-- Start of EXTRACTED INFORMATION --

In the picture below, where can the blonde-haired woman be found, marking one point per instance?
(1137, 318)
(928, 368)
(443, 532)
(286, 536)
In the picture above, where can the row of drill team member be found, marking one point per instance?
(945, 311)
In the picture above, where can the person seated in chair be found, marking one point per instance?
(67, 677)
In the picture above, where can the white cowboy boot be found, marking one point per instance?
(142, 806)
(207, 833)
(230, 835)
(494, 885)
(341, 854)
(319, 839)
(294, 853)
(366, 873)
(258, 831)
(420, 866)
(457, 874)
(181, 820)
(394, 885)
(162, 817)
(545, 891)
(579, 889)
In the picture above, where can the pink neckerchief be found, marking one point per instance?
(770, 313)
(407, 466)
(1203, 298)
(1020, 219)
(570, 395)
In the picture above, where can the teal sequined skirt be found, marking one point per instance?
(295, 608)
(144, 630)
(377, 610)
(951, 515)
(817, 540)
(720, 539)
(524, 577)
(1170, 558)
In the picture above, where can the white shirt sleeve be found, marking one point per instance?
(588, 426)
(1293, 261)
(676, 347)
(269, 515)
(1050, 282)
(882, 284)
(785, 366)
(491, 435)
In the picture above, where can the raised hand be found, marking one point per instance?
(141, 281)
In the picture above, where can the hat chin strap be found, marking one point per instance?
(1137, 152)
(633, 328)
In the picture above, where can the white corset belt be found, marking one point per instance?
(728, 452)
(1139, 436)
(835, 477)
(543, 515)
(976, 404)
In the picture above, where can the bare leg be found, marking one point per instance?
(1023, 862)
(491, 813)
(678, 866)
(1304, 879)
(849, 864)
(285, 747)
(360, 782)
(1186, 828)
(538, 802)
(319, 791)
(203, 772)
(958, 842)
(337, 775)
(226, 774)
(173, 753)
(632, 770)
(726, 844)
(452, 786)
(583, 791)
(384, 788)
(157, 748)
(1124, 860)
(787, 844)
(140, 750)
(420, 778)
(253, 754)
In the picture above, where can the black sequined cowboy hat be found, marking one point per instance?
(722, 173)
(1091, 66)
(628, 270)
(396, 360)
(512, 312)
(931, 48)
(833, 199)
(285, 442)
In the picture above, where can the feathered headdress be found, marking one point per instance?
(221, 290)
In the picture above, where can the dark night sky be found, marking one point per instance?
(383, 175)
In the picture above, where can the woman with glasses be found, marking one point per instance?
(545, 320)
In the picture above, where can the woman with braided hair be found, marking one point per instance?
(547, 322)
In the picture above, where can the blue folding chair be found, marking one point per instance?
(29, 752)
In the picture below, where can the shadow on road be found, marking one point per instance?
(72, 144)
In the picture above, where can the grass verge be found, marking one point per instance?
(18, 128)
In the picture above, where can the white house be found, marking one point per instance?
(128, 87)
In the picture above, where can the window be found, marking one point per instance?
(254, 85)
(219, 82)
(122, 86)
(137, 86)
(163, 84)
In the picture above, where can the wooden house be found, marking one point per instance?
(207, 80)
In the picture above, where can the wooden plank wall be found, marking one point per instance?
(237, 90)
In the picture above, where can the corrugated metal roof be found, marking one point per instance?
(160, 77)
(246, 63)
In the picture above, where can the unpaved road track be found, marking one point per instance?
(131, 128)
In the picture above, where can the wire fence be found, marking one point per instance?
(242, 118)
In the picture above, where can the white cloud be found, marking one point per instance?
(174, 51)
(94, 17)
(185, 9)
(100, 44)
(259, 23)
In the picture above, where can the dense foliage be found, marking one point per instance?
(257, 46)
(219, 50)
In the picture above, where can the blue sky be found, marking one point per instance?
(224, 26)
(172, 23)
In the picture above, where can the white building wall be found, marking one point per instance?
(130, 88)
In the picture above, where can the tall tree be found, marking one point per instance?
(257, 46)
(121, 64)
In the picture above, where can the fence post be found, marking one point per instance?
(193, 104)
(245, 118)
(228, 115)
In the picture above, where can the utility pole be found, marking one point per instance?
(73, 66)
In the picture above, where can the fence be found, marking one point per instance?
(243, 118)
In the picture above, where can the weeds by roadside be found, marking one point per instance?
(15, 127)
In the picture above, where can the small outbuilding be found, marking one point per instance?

-- End of EXTRACTED INFORMATION --

## WORK INSTRUCTIONS
Copy all of the rows above word for word, line by line, with nothing changed.

## THE RESPONSE
In the picture below, where can the blonde-haired woman be found, marking one point per instance?
(1137, 318)
(928, 368)
(443, 532)
(286, 536)
In the picture above, where can the row of drill team member be found, marking one point per instance?
(945, 311)
In the picture above, where can the person seated in chair be found, marking one point per instance?
(67, 677)
In the picture above, where can the white cowboy boot be found, marking one point per instance?
(142, 806)
(207, 833)
(230, 835)
(494, 885)
(341, 854)
(319, 839)
(294, 853)
(366, 873)
(258, 831)
(420, 866)
(457, 874)
(181, 820)
(394, 885)
(162, 817)
(545, 891)
(579, 889)
In the picture above, where can the pink neckerchief be found, marking one point per instance?
(770, 313)
(407, 466)
(1203, 298)
(1020, 219)
(570, 395)
In the picture above, where can the teal sequined skirt be found, marking one point per instance?
(295, 608)
(144, 630)
(377, 610)
(951, 515)
(817, 540)
(720, 539)
(524, 577)
(1170, 558)
In the picture above, where can the white shirt sleeve be found, marking one point per instance?
(588, 426)
(1293, 261)
(676, 347)
(269, 515)
(1050, 282)
(882, 284)
(785, 366)
(491, 435)
In the picture above, where can the raised hand be found, marking one point per instance?
(141, 281)
In the picture above, where can the hat chin strap be found, marking one point per instance?
(1137, 152)
(633, 328)
In the picture above, where can the white corset belt be found, marking one point per instance?
(728, 452)
(1139, 436)
(835, 477)
(543, 515)
(976, 404)
In the picture above, where can the bare leg be found, marking one point per instance?
(1023, 862)
(491, 813)
(678, 866)
(1304, 879)
(849, 864)
(285, 747)
(360, 782)
(1186, 828)
(538, 802)
(319, 791)
(203, 772)
(958, 842)
(337, 775)
(226, 774)
(173, 753)
(632, 770)
(726, 844)
(452, 786)
(583, 791)
(384, 788)
(157, 748)
(1124, 860)
(787, 844)
(140, 750)
(420, 778)
(253, 754)
In the picture above, where can the black sequined cowboy hat be found, marking one point per instance?
(722, 173)
(1091, 66)
(628, 270)
(396, 360)
(512, 312)
(931, 48)
(833, 199)
(285, 442)
In the picture above, where can the feathered headdress be found, marking one point per instance?
(221, 290)
In the picture above, where can the dark night sky be found, marking one point per instance?
(383, 175)
In the picture above, where can the woman with glasses be found, marking one point per instance?
(545, 320)
In the picture above, where can the woman with braided hair be found, marking one point per instance?
(547, 322)
In the picture above, where can the blue folding chair be found, marking one point per instance?
(29, 752)
In the picture below, where can the shadow on road be found, marking one point per instance?
(72, 144)
In the picture above, where can the grass verge be found, marking one point per instance?
(18, 128)
In the picture above, where can the white house be found, marking one point per instance?
(128, 87)
In the picture above, where can the window be found, marking one point per instance?
(254, 85)
(219, 82)
(122, 86)
(137, 86)
(163, 84)
In the picture above, where can the wooden house be found, marking one point per instance?
(207, 80)
In the picture above, where can the wooden plank wall be found, marking one point per instance?
(237, 90)
In the picture above, where can the corrugated metal roof be found, marking one point per instance?
(160, 77)
(246, 63)
In the picture above, where can the unpaved road track be found, marking one point per instance?
(131, 128)
In the picture above, where can the wire fence be found, marking one point per instance?
(242, 118)
In the picture above, where can the white cloud be found, marking one point per instance?
(174, 51)
(94, 17)
(185, 9)
(100, 44)
(259, 23)
In the picture above, where can the dense foliage be found, marking one point per instance?
(257, 46)
(219, 50)
In the picture above, where can the blue sky be found, marking one point per instance?
(224, 26)
(172, 23)
In the picture above, where can the white building wall be found, marking one point per instance?
(130, 88)
In the picture above, where can the tall tree be found, marking one point per instance?
(257, 46)
(121, 64)
In the picture above, where can the fence post be found, marking one point per instance?
(193, 104)
(245, 118)
(228, 115)
In the picture above, where can the utility pole be found, marking one point per instance?
(73, 66)
In the picture above, where can the fence be found, marking one point per instance?
(243, 118)
In the picture above, where can the weeds by roadside be found, marking one point per instance?
(15, 127)
In the picture above, where can the small outbuilding be found, marking one point per instance?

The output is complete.